However, the evidence that is available suggests the department's senior officials disagreed strongly over the decision to use Unified, which ended up with the bulk of the security work, including at the Rydges on Swanston, the source of the biggest outbreak of COVID-19.

The Rydges on Swanston hotel was guarded by Unified.Credit:Justin McManus

The redacted emails reveal the disagreement was because Unified was not on the department's preferred list of tenderers. However, some of the public servants in charge of the program wanted to hire them anyway partly because they "employ loads of Jobs Victoria clients, so it's actually serving a broader purpose”. Jobs Victoria acts as an employment agency finding work for the unemployed.

Inquiry board chair Jennifer Coate on Thursday announced the due date for her findings had been extended to December 21 after her team sought further information and answers from key government figures, including Premier Daniel Andrews and Chief Health Officer Brett Sutton.

Even so, Mr Andrews said he was confident international flights would be allowed into Victoria before Christmas. An interim report is due to be handed down next Friday, the date the final report was originally supposed to be finalised, and the Premier told his daily COVID-19 press conference on Thursday that meant the government would hit national cabinet's target of having international flights resume by Christmas.

The government has made no announcements about a new quarantine program, and will not do so until it receives the inquiry's interim report.

Hotel quarantine inquiry chair Jennifer Coate.

Unified won the bulk of hotel quarantine work in Melbourne, earning more than $30 million in less than four months. But guards working for the company were infected with COVID-19 in the Rydges on Swanston, which has been linked to at least 90 per cent of cases in Victoria’s second coronavirus wave.

The Department of Justice, Precincts and Regions has claimed legal privilege over a number of emails created in early April, just days after the quarantine program began. A lot of them have therefore been redacted. The emails involve correspondence between the department’s legal and procurement teams, which became involved after it was discovered Unified was not on the government’s panel of pre-approved security suppliers.

◆ DATA FOR ANALYSIS ◆
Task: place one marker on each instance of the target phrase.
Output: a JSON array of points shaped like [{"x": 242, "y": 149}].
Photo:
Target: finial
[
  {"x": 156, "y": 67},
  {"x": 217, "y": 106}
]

◆ PROBLEM DETAILS ◆
In the hotel quarantine article, rewrite the paragraph beginning "Unified won the bulk" as a single shorter sentence that keeps its main facts. The rows play no part in what follows.

◆ REPLY TO THE TASK ◆
Unified took most of Melbourne's hotel quarantine work and earned more than $30 million in under four months, but its guards caught COVID-19 at the Rydges on Swanston, which is linked to at least 90 per cent of cases in Victoria's second wave.